(Task statement) Using the entries below, output exactly the line containing "shrub, then give the position of each instance." and all lines that follow it to the end.

Begin

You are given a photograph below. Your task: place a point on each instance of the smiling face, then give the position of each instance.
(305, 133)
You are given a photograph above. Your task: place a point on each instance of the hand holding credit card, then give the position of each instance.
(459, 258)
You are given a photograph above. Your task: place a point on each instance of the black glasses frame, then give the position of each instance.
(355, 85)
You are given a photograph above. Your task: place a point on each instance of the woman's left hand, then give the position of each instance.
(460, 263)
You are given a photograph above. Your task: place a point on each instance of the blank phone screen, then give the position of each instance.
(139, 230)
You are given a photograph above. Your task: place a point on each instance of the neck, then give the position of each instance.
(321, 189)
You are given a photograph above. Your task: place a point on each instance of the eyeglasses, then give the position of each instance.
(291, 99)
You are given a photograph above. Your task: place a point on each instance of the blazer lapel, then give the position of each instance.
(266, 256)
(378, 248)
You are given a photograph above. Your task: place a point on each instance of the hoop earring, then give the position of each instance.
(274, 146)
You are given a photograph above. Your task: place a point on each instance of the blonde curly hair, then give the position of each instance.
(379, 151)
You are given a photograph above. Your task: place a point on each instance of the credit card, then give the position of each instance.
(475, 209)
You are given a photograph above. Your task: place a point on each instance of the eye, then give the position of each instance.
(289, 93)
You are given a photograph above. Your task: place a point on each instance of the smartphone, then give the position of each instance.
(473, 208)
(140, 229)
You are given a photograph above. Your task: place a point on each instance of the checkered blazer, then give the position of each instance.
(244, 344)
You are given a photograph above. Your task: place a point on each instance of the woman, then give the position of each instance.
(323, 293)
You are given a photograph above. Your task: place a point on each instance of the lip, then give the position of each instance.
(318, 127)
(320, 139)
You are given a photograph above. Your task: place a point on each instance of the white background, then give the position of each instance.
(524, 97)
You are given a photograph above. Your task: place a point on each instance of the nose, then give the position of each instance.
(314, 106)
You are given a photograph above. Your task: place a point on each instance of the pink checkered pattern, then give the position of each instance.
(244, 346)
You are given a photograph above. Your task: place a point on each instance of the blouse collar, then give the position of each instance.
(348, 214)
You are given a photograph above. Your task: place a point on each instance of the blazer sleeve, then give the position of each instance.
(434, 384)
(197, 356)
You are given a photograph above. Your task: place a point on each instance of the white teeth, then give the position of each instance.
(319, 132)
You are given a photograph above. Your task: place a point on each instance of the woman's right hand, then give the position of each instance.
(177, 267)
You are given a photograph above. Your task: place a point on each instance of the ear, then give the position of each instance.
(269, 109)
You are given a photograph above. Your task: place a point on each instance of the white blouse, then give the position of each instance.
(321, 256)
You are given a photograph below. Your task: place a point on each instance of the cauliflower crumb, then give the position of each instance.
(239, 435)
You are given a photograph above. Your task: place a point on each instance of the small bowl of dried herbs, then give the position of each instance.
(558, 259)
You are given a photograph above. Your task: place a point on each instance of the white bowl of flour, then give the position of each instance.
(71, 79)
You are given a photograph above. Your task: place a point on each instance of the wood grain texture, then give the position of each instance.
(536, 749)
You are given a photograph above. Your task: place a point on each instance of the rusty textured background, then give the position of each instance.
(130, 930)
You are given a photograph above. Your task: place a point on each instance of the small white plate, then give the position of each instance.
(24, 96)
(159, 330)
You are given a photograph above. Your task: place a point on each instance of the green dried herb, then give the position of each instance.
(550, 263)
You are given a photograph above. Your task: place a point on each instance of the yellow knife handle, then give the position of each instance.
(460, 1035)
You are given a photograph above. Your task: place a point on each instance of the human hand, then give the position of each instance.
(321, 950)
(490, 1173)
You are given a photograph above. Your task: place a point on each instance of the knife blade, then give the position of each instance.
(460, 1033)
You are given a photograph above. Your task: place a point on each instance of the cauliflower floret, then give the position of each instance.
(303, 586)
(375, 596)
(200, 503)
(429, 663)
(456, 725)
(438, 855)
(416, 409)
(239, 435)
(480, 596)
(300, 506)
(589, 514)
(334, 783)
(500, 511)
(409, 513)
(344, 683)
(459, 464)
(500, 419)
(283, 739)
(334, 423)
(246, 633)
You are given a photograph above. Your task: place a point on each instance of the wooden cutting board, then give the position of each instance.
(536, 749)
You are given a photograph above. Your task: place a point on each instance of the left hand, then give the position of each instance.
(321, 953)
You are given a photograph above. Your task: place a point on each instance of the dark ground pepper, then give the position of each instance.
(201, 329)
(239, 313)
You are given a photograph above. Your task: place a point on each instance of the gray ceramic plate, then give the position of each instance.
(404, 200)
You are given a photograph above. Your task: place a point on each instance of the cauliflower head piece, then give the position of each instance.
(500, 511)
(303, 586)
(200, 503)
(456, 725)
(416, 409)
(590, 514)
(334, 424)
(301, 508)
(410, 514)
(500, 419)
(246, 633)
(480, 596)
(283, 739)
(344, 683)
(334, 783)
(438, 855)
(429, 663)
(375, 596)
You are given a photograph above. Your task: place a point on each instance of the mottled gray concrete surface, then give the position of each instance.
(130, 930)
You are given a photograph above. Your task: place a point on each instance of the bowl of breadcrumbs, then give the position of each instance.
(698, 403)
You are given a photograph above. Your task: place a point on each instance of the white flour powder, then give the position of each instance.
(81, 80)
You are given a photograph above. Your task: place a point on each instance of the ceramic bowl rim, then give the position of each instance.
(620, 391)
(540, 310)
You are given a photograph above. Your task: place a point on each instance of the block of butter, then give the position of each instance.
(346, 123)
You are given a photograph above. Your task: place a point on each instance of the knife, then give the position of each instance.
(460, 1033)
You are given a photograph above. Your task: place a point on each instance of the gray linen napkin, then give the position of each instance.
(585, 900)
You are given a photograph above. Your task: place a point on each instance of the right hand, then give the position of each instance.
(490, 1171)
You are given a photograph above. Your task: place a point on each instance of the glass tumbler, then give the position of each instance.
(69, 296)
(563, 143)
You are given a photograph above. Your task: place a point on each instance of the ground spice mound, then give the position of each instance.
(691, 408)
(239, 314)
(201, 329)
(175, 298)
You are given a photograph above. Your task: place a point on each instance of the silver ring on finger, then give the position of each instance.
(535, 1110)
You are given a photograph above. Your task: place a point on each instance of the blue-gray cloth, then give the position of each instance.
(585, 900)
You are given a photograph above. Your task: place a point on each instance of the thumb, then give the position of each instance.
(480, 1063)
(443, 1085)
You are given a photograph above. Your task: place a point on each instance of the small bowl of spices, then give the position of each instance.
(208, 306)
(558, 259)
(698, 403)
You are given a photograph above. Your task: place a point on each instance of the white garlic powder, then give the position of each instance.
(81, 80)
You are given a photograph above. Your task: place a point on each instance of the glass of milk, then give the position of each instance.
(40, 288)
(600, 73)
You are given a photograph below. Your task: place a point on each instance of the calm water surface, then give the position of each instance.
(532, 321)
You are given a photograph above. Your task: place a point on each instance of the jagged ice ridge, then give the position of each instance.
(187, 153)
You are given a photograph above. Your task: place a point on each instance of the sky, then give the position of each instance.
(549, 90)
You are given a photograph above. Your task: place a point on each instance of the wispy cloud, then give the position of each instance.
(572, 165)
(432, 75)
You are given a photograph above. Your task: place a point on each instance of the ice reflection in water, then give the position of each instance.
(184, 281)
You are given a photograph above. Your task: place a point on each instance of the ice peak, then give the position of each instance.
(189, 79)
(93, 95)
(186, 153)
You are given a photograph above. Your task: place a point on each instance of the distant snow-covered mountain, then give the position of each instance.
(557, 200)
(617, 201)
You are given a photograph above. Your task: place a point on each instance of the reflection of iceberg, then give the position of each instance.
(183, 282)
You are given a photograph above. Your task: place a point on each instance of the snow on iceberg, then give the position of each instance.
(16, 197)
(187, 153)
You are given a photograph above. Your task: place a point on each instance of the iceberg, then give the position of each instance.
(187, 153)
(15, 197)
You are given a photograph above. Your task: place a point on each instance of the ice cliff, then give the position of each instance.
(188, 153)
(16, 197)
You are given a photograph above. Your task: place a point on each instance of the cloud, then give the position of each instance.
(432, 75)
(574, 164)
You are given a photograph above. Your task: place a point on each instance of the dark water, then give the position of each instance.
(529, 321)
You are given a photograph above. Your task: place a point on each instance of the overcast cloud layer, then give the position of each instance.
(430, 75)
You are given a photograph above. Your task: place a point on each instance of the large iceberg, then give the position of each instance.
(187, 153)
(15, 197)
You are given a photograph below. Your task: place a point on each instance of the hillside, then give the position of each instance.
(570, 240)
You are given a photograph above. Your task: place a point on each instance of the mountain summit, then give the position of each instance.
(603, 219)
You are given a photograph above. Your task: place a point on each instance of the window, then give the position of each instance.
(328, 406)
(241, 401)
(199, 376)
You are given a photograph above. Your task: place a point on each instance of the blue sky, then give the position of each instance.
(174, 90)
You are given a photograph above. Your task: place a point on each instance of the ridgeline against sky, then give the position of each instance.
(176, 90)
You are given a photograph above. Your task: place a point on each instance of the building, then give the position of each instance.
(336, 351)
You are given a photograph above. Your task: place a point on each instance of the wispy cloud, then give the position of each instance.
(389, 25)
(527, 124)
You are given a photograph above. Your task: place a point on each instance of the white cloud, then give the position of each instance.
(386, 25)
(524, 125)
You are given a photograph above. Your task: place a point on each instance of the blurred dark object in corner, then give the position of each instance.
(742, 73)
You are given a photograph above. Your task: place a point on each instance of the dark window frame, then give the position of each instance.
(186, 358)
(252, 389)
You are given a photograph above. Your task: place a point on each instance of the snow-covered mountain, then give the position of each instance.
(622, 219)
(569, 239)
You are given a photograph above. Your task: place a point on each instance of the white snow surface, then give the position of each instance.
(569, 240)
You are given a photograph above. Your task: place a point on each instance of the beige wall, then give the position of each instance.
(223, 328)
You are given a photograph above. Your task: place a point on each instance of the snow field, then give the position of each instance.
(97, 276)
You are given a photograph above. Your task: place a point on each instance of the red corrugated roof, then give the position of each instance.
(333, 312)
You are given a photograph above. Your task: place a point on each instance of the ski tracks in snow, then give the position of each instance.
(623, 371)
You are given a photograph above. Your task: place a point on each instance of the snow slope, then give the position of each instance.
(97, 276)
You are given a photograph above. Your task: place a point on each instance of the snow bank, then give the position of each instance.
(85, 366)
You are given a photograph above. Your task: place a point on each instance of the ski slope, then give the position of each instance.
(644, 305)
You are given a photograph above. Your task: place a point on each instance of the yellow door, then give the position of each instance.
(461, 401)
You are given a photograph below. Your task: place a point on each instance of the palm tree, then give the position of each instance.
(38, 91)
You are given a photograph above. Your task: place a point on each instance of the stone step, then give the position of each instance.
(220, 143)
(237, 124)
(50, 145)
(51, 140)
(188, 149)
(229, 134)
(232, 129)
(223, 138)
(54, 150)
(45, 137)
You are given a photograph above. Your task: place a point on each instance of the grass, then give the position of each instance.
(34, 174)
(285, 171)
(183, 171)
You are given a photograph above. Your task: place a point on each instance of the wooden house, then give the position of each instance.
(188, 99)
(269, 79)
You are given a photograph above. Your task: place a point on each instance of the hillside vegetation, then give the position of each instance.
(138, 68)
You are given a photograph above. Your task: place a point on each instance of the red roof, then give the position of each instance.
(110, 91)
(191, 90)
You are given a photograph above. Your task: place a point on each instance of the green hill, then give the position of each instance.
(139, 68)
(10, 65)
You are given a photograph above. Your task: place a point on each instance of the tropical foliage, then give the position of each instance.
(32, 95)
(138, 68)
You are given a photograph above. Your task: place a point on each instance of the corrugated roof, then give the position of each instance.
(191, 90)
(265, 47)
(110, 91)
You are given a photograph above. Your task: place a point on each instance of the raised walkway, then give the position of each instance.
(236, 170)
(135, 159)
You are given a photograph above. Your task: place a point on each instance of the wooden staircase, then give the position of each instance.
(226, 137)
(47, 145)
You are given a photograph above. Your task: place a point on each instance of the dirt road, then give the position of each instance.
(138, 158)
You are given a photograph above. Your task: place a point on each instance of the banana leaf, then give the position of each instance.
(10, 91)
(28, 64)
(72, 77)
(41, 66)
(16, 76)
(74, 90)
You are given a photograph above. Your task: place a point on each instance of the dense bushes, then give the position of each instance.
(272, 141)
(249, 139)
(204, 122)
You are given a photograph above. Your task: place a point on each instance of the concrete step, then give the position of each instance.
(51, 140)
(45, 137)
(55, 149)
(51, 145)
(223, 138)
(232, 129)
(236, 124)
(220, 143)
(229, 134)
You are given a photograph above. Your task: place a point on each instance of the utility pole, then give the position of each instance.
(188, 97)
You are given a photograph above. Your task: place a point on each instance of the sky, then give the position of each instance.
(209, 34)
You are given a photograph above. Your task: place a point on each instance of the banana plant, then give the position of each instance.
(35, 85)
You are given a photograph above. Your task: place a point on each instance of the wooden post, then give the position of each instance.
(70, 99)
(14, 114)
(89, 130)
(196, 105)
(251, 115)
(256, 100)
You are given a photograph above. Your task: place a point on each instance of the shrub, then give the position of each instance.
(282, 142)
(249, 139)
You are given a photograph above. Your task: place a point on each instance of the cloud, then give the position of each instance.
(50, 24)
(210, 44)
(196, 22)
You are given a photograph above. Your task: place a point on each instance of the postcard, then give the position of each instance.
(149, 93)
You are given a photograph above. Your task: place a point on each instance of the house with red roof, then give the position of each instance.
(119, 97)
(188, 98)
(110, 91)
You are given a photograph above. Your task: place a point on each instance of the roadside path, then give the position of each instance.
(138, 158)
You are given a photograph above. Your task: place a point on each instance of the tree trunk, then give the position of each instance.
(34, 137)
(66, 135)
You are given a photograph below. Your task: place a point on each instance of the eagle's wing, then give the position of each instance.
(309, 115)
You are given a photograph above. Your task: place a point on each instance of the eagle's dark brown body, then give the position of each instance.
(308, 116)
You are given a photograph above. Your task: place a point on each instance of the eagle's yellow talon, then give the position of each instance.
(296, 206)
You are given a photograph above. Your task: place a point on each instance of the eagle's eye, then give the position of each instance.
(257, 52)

End

(Response to this exercise)
You are given a photograph above. Your task: place a point on each instance of the shrub, then give the position of each instance.
(282, 142)
(249, 139)
You are given a photograph above. Your task: place a point on each instance of the cloud, then give the position of each instance.
(50, 24)
(210, 44)
(196, 22)
You are given a photograph above. Your task: place a point on each instance of the postcard, then give the position of each instance.
(149, 93)
You are given a photograph above. Your task: place a point on each instance of the house with red roof, then give the position of each instance.
(119, 97)
(188, 98)
(110, 91)
You are given a photograph above. Your task: place a point on each instance of the roadside path, then give the position of each instance.
(138, 158)
You are given a photograph above. Your task: place a point on each instance of the tree trunk, then give the position of each instance.
(34, 137)
(66, 135)
You are given a photograph below. Your task: place a point on each instance of the eagle's wing, then give the position of each instance.
(309, 115)
You are given a photograph above. Your task: place a point on each instance of the eagle's dark brown body, then give the position of each instance.
(308, 116)
You are given a photograph above. Your task: place a point on each instance of the eagle's yellow talon, then give the position of each instance.
(296, 206)
You are given a photograph above. Your task: place a point on each instance of the eagle's eye, then give the position of each instance.
(257, 52)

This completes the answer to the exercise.